### EXCERPTED RECORDS:
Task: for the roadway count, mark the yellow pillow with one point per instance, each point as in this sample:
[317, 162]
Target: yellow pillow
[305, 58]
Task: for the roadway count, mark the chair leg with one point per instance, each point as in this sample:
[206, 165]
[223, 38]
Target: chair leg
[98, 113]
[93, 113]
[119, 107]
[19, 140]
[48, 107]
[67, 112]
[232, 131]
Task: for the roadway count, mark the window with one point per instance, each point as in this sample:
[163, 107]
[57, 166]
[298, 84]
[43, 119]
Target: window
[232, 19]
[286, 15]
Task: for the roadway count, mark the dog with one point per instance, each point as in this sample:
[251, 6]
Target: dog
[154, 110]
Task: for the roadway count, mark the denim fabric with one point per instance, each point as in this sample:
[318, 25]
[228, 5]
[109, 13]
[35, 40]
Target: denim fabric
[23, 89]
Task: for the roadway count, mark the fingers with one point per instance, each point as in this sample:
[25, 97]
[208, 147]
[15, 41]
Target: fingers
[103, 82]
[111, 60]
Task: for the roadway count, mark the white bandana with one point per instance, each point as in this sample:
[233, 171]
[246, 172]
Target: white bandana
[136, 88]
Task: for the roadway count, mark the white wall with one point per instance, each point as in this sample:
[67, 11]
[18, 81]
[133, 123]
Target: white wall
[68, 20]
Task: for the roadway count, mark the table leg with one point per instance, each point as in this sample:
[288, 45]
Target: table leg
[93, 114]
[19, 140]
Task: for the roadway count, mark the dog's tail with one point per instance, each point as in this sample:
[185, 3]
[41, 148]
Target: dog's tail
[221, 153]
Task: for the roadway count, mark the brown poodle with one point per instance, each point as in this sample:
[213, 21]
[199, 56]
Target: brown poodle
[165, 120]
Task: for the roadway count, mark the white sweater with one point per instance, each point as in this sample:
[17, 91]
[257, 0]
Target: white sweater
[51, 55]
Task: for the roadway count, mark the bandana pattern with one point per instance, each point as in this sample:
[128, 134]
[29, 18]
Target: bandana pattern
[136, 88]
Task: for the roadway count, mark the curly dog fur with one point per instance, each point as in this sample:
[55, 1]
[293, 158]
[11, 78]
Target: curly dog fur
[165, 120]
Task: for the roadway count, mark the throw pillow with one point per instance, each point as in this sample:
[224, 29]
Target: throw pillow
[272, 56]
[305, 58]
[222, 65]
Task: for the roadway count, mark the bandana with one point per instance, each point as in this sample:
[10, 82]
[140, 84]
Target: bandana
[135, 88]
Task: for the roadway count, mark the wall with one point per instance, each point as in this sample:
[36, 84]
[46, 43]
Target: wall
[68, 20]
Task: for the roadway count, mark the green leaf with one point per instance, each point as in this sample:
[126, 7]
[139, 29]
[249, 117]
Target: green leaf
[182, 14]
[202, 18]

### WORK REQUIRED:
Copy each line exactly, beginning at the one with "Task: for the roadway count, mark the white sweater" and stopping after the last line of the entries. Include nothing else.

### RESULT OF THIS EXERCISE:
Task: for the roadway count, mark the white sweater with one point per instance, each point as in this sample:
[17, 91]
[257, 0]
Target: white sweater
[51, 55]
Task: for the roadway count, mark the bandana pattern with one point per instance, each point as in this sample:
[128, 134]
[29, 18]
Target: bandana pattern
[136, 88]
Task: for the roadway count, mark the curly dog fur with one point per instance, each point as in this sample:
[55, 1]
[293, 158]
[11, 78]
Target: curly dog fur
[165, 120]
Task: for the roadway count, mark the throw pillow with one point per instance, each point as in this sample:
[224, 29]
Target: throw pillow
[272, 56]
[305, 58]
[222, 65]
Task: for the roadway count, mark the bandana with one point per instance, each point as in this sample:
[10, 82]
[140, 84]
Target: bandana
[135, 88]
Task: for the roadway count, mark the wall with one point per instance, each point as in this sample:
[36, 84]
[46, 43]
Target: wall
[68, 20]
Task: for the roadway count, mark the green leaf with one point per instance, each point as in this sample:
[126, 7]
[139, 29]
[249, 117]
Target: green leaf
[182, 14]
[202, 18]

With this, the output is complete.